---------- RECORDS SUPPLIED
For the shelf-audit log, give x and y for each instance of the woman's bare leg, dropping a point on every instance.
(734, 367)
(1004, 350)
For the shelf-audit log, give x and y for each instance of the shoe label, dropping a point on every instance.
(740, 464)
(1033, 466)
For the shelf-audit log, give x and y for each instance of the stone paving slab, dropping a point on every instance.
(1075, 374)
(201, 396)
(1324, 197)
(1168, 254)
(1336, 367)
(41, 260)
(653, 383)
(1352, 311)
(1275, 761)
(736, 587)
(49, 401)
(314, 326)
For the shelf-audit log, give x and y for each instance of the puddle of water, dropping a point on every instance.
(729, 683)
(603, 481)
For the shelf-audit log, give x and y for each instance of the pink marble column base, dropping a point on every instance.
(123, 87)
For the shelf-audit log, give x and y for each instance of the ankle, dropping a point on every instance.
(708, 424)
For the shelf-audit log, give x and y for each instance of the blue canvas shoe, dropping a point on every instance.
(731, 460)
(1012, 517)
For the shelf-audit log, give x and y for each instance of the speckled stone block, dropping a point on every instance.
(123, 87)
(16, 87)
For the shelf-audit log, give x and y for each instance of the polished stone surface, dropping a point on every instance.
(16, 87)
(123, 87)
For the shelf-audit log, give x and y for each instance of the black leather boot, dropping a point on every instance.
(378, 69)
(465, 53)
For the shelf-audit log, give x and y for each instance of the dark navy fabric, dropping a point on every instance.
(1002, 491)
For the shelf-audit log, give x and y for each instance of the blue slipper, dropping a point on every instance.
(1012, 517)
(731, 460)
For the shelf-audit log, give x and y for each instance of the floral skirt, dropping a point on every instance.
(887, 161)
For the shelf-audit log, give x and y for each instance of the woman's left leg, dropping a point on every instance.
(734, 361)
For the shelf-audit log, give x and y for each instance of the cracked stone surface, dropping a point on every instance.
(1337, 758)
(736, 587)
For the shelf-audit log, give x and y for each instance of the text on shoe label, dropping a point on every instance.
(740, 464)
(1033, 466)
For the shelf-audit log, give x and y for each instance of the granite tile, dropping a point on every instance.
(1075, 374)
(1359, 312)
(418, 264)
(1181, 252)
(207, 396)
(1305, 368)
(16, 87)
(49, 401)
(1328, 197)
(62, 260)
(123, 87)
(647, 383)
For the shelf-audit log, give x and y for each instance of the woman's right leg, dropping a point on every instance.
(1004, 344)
--------------------
- **THE REQUEST**:
Starting with the line that contains "boot, dropping a point on every instance." and continuing through the final line, reproduce every line, requests included, with 138 added to each coordinate in the answers. Give only those lines.

- **ANSWER**:
For the shelf-audit log, give x and y for each instance of the black leather boot, dropping a point on every instance.
(516, 207)
(603, 191)
For the shelf-audit log, give x and y for each instance of the dark navy fabric, dropping a point on every instance.
(1140, 629)
For the shelf-audit log, give x and y for each instance of the blue slipper, dropping a point on every instance.
(1150, 655)
(869, 598)
For the shelf-audit log, give x and y for each instance of the floral skirt, dropping a point on every instance.
(1025, 299)
For the shelf-audit log, give x and y for each instance of the woman's left leg, dropping a point on every instance.
(872, 499)
For the shelf-audit log, give x and y for each instance of the cracked stone surface, dropping a point on every instance.
(1475, 896)
(874, 725)
For the shelf-audit log, give x and y for each instance of the text on shoe label, dropping a point on every instance.
(878, 602)
(1171, 604)
For the shelf-audit log, give x and y for each instance of the granite tile, dropping a point on every instance.
(1213, 512)
(1497, 450)
(556, 402)
(1319, 390)
(345, 534)
(1443, 506)
(154, 225)
(187, 539)
(1466, 335)
(200, 398)
(261, 225)
(785, 521)
For the shelf-audit log, give x and y for each instance of the woman's right leg, dropping a point on every instance.
(1142, 482)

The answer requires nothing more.